All of the lines below should be printed again exactly as they are.

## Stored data
=== Begin Enclosure ===
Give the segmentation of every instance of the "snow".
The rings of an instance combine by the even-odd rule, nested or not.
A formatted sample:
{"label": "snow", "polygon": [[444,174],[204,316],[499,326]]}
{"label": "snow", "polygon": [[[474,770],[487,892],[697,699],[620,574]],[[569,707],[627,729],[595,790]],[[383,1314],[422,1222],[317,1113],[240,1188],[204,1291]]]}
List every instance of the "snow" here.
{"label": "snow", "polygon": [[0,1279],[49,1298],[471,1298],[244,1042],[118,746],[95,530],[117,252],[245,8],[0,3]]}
=== End Enclosure ===
## Output below
Give the segmentation of every instance of the "snow".
The rings of an instance combine by the even-odd rule, nested or not.
A formatted sample:
{"label": "snow", "polygon": [[444,174],[204,316],[499,326]]}
{"label": "snow", "polygon": [[[474,770],[487,892],[697,699],[620,574]],[[569,707],[627,729],[595,790]],[[383,1314],[422,1222],[317,1113],[240,1188],[204,1291]]]}
List every instance of the "snow" here.
{"label": "snow", "polygon": [[0,1279],[49,1298],[471,1298],[244,1042],[118,746],[95,530],[117,252],[245,8],[0,3]]}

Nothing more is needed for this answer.